[INSTRUCTIONS]
1. In the Semgrep rule guide, what default timeout is listed for bundled JS files in taint mode?
2. Carry on the Semgrep rule guide from the point at which it stops.

[DOCUMENT]
——

Required Path Exclusions
Add this paths block to EVERY rule (especially taint mode):
rules:
- id: my-taint-rule
mode: taint
paths:
exclude:
# Package managers
- "**/node_modules/**"
- "**/vendor/**"
# Build output
- "**/dist/**"
- "**/build/**"
# Minified/bundled files (specific patterns only)
- "**/*.min.js"
- "**/*.min.mjs"
- "**/*.bundle.js"
- "**/*.chunk.js"
- "**/*.chunk.mjs"
- "**/*-init.mjs"
# NOTE: Do NOT use broad patterns like "**/js/*.js" or "**/assets/**"
# as they exclude legitimate source files in some repos
# ... rest of rule
Why This Matters
| File Type | Typical Size | Taint Mode Behavior |
|---|---|---|
| Source file | 1-50 KB | Fast analysis |
| Bundled JS | 100KB-2MB | TIMEOUT (30s default) |
| Minified JS | 50KB-500KB | TIMEOUT or very slow |
Real example: A 588KB Vite bundle (viewer-init.mjs) caused 3 timeout errors and blocked rule execution until path exclusions were added.
Signs You Need More Exclusions
When running your rule, watch for:
Warning: 3 timeout error(s) in path/to/file.mjs when running rules...
Semgrep stopped running rules on path/to/file.mjs after 3 timeout error(s).
Add the problematic file pattern to your paths.exclude list.
Workflow
Step 1: Define the Vulnerability
Before writing any YAML, answer these questions:
Vulnerability Type: [e.g., Command Injection, SSRF, SQLi]
CWE ID: [e.g., CWE-78]
Security Impact: [e.g., Remote code execution as web server user]
Vulnerable Pattern: [e.g., os.system() with user-controlled input]
Exploit Scenario: [e.g., Attacker controls filename parameter, injects shell commands]
Find 2-3 real examples from target codebase to guide pattern creation.
Step 2: Choose Rule Mode
| Mode | Use When | Example |
|---|---|---|
| Pattern-based | Single function calls, hardcoded values, dangerous API usage | eval(), hardcoded secrets, weak crypto |
| Taint mode | Data flows from user input to dangerous sink | SQLi, XSS, command injection, SSRF |
Decision guide:
- "Is user input involved?" → Taint mode
- "Is it a dangerous function regardless of input?" → Pattern mode
- "Do I need to track data across variables/functions?" → Taint mode
Step 3: Write the Rule
Pattern-Based Rule Template
rules:
- id: <org>-<vuln-type>-<specific-pattern>
languages:
- python
message: |
<Clear description of what was detected and why it's dangerous>
Remediation: <Specific fix recommendation>
severity: ERROR # ERROR, WARNING, or INFO
metadata:
cwe: "CWE-XX"

——

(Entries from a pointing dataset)
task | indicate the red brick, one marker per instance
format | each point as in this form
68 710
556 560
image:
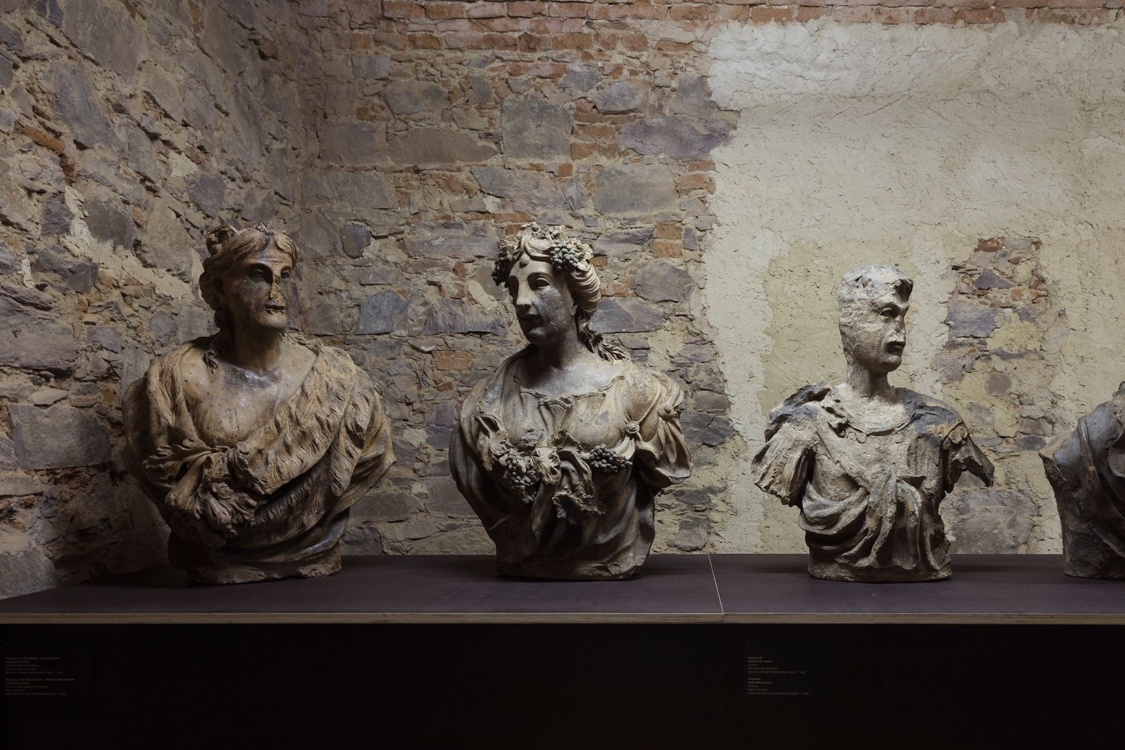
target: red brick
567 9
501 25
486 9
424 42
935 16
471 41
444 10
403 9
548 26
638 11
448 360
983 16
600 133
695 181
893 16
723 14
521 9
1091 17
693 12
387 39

——

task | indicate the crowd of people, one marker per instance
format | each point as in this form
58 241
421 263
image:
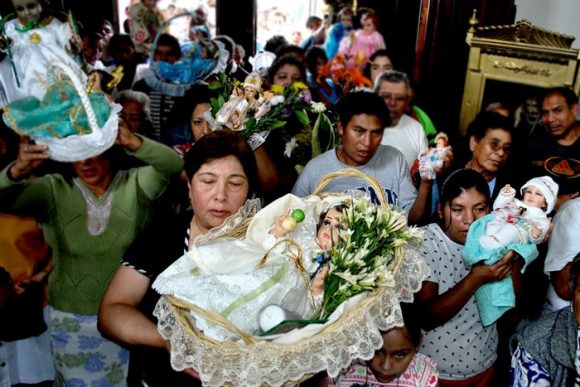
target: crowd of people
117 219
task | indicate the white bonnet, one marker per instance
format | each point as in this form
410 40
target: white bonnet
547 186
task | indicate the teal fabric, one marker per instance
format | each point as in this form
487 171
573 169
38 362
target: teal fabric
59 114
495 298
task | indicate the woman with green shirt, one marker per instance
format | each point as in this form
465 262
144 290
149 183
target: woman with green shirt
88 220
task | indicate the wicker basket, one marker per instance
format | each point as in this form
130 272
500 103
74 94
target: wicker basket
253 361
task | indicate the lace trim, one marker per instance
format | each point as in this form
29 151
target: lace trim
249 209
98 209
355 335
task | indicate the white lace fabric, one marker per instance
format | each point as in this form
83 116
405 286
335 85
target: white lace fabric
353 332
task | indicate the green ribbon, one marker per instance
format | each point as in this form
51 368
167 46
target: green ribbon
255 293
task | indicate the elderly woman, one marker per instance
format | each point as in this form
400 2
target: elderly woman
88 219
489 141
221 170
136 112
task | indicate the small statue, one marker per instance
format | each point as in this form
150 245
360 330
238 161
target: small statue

——

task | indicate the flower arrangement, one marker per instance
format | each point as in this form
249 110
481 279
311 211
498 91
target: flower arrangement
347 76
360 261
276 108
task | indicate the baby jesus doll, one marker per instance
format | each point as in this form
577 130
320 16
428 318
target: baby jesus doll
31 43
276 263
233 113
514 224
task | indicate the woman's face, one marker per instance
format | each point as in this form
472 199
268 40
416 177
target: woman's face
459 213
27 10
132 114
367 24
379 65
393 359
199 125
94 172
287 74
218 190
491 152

——

[OUTPUTS FOR THE TASKS]
1. 30 seconds

2.
owasp:
- "A03:2021-Injection"
category: security
confidence: HIGH # HIGH, MEDIUM, LOW
author: "Your Name"
references:
- https://cwe.mitre.org/data/definitions/XX.html
patterns:
- pattern-either:
- pattern: dangerous_function($ARG)
- pattern: other_dangerous_function($ARG)
- pattern-not: safe_wrapper(...)
- pattern-not-inside: |
if $X is None:
...
Taint Mode Rule Template
rules:
- id: <org>-<vuln-type>-taint
mode: taint
languages:
- python # or javascript, typescript, etc.
# CRITICAL: Always include path exclusions for taint mode
paths:
exclude:
- "**/node_modules/**"
- "**/vendor/**"
- "**/dist/**"
- "**/build/**"
- "**/*.min.js"
- "**/*.min.mjs"
- "**/*.bundle.js"
- "**/*.chunk.js"
- "**/*.chunk.mjs"
- "**/*-init.mjs"
message: |
User input flows to <dangerous sink> without proper sanitization.
This could allow <attack type>.
Remediation: <Specific fix>
severity: ERROR
metadata:
cwe: "CWE-XX"
owasp:
- "A03:2021-Injection"
category: security
confidence: HIGH
author: "Your Name"
pattern-sources:
- pattern: request.args.get(...)
- pattern: request.form[...]
- pattern: request.json[...]
pattern-sinks:
- pattern: cursor.execute($QUERY, ...)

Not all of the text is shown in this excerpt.